Extract to read:
•••

Medical system failing cancer patients

The diagnosis and treatment of cancer in Latvia’s health care system is “in chaos”, reported Ginta Murniece of Latvian Radio’s investigative report Krustpunktā Friday.

The main problem is that cancer isn’t discovered until it is too far into its advanced stages for effective treatment.  Family doctors are hard-pressed to follow up on their overloaded patient registers and so often fail to diagnose oncological threats in time. Long waiting lists keep people from receiving immediate treatment or finding the path to proper professional medical care, there is a lack of information on what to do, many feel abandoned and in despair.

Official statistics show that Latvia is under attack from cancer. Data show that the number of registered cancer patients has been growing steadily each year. In 2000 there were close to 9000 cancer cases, whereas in 2013 the number had risen to more than 11,000, including more young people.

•••

Entries excerpted from a collection:

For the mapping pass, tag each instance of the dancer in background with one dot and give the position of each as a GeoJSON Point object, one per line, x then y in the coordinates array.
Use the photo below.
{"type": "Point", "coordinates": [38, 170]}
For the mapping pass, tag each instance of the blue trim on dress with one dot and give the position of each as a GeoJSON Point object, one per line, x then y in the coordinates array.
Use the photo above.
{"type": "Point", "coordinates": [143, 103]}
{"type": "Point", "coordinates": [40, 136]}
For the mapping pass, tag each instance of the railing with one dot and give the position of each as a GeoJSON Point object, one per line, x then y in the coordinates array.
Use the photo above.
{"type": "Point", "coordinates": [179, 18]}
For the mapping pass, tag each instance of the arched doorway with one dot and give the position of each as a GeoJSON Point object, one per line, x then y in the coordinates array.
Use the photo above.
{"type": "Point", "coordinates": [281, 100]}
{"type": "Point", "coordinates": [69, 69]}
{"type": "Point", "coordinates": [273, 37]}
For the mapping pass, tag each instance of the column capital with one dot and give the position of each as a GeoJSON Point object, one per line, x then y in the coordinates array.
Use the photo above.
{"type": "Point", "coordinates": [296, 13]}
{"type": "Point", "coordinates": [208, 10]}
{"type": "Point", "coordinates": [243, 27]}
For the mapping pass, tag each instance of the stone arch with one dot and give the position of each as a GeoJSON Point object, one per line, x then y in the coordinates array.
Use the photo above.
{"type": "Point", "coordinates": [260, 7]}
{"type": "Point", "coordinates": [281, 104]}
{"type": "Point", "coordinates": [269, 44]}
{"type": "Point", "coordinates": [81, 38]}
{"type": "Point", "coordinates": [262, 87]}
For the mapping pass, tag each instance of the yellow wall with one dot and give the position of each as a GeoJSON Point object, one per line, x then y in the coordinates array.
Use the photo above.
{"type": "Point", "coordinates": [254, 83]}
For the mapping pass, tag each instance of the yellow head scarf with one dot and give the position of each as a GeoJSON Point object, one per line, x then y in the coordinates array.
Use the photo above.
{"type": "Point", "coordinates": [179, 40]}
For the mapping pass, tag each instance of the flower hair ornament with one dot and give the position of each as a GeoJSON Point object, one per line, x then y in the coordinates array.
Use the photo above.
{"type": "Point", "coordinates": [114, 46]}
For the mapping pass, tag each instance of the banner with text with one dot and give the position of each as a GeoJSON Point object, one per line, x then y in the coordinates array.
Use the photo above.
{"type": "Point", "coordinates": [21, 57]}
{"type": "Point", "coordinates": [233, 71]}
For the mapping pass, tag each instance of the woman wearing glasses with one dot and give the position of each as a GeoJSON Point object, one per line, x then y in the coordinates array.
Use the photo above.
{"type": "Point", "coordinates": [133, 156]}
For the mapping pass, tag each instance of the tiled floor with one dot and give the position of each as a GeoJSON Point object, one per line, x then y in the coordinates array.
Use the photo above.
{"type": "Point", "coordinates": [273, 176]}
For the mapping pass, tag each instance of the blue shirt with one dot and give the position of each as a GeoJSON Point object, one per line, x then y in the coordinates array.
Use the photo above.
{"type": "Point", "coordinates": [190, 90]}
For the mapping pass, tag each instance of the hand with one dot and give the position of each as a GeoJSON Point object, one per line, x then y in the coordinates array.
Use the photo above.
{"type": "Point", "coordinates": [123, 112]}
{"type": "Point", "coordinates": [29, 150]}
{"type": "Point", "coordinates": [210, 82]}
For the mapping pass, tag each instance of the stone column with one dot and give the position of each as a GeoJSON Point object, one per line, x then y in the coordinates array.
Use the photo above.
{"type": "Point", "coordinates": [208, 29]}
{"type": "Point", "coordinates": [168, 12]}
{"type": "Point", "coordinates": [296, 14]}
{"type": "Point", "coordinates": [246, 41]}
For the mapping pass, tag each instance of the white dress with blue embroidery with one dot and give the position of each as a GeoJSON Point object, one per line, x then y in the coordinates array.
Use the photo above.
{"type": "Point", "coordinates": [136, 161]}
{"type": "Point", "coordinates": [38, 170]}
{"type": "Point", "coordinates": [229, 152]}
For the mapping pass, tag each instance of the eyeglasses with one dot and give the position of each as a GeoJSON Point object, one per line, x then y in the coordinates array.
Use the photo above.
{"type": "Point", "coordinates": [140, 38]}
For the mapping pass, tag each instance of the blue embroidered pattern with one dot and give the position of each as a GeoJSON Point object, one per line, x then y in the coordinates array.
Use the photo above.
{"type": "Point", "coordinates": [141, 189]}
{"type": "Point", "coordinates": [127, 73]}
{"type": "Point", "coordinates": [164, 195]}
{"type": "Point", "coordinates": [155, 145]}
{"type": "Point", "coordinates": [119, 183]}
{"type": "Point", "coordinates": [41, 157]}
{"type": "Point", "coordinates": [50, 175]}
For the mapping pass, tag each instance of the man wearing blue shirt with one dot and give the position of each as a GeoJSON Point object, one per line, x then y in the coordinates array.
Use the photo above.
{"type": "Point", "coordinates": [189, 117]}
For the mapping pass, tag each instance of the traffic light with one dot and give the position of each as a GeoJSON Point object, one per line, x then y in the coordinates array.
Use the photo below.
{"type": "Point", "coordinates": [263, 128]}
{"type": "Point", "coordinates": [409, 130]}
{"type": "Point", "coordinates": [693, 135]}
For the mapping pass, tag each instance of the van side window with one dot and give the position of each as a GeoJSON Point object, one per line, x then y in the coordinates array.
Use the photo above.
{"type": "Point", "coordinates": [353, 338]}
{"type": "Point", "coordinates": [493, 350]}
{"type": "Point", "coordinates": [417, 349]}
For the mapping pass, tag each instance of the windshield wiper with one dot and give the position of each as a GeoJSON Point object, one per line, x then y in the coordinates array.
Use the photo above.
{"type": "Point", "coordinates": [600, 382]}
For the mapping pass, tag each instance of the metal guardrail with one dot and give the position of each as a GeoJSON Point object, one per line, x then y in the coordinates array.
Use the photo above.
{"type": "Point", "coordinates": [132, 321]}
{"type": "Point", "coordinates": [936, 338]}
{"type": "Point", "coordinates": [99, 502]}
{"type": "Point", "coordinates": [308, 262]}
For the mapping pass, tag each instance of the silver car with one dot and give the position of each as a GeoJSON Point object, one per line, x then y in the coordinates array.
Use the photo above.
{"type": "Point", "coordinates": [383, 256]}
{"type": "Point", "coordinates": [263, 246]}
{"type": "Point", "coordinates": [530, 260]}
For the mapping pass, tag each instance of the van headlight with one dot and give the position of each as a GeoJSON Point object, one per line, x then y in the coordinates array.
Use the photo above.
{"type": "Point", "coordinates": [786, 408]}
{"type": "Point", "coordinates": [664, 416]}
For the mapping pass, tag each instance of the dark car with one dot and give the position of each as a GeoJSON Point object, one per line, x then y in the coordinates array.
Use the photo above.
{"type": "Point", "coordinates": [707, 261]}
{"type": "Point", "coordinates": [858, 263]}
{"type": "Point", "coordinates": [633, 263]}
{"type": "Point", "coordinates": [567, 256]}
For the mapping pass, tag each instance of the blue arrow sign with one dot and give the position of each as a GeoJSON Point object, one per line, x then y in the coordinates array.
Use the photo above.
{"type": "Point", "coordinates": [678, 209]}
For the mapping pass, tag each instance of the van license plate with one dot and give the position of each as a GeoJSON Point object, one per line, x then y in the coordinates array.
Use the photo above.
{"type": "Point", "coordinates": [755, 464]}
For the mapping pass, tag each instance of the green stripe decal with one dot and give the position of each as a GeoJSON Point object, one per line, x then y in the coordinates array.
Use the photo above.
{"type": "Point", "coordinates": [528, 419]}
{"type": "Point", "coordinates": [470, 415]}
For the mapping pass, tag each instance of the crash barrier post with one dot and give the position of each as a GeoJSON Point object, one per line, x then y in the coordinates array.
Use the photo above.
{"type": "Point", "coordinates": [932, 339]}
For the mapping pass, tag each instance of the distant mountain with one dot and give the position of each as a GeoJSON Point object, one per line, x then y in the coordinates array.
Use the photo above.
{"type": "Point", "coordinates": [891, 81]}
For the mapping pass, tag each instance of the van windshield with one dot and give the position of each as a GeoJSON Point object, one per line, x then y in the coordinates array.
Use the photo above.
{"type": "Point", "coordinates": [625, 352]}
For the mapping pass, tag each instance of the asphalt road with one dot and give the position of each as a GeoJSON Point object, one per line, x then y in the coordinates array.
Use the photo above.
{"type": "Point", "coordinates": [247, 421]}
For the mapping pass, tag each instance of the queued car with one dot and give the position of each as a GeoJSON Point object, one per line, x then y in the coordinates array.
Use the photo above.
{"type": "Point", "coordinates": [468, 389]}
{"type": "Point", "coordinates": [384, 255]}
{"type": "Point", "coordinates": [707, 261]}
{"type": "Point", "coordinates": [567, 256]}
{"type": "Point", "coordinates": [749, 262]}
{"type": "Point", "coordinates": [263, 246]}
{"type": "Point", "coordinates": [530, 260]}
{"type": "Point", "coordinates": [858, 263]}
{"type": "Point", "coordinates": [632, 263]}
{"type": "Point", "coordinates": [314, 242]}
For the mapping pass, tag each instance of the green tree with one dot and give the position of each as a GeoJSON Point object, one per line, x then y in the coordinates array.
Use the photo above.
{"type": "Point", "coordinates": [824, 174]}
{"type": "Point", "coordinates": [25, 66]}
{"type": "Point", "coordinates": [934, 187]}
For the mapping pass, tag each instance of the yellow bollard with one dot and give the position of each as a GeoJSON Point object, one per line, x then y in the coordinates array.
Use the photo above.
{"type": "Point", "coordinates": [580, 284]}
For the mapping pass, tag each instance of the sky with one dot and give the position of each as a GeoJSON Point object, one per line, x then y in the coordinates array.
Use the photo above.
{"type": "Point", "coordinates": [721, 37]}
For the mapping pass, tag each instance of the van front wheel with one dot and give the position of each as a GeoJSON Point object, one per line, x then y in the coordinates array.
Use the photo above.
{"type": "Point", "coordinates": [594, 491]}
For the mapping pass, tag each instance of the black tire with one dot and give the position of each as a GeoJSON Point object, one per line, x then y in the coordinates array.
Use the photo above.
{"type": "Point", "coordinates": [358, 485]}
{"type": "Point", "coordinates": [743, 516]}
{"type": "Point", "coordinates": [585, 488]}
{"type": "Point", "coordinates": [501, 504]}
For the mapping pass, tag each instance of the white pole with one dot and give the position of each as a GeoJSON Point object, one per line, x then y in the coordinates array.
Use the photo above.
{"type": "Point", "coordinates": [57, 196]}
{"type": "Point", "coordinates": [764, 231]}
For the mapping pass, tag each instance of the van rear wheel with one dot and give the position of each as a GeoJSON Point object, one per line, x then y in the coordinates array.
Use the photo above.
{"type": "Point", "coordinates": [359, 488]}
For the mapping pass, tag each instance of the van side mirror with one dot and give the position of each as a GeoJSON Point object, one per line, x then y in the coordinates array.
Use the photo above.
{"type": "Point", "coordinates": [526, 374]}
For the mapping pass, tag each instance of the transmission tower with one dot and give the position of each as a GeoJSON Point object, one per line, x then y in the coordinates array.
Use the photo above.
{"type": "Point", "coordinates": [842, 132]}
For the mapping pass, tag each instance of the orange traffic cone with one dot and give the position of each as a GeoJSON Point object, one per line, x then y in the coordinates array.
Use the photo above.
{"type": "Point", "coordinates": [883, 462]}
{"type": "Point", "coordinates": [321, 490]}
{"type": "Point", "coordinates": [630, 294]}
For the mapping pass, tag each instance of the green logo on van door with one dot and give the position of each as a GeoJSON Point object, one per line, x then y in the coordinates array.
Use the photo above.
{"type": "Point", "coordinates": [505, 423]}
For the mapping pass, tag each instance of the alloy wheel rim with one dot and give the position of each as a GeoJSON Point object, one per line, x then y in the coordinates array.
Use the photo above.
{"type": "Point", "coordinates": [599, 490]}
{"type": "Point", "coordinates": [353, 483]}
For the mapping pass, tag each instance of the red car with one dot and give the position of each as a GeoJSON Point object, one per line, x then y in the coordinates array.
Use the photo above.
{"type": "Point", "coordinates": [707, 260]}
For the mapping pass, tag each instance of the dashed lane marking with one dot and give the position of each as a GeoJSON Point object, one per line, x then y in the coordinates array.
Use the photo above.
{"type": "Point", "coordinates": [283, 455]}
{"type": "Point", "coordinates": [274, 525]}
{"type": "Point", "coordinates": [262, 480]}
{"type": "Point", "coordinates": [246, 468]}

•••

Continue the report on cancer care in Latvia's health system, beginning after its final sentence.

Vilnis Sosars of the Palliative care department of Latvia’s Oncology Center says that the data are not much different from other European states, yet the view from the patient’s perspective here is much less rosy. There are long lines to wait through. Day hospitals would be of great help. There is an acute need for more palliative care specialists.

The World Health Organization (WHO) has urged Latvia to increase the number of hospital beds for palliative care from the current quota of 115 available on a first-come first-served basis. While Sosars claimed that medicines are the latest and most effective available, patients say that targeted chemotherapy drugs that protect other organs can cost sums well into the thousands.

While a number of regional hospitals have palliative care wards, Sosars believes there is a need for patients to receive a professional oncologist’s help on an outpatient basis closer to their home, which is currently impossible.

Gunita Berke, chair of the oncology patient support group Dzivibas koks agreed that cancer patients in our national health care system feel “thrown out of the boat.” Her organization helps support groups in Latvia’s regions and tries to fill a public service on a private basis – to conduct the psychological rehabilitation of these patients, which is not a state-funded service in Latvia unlike in other European states.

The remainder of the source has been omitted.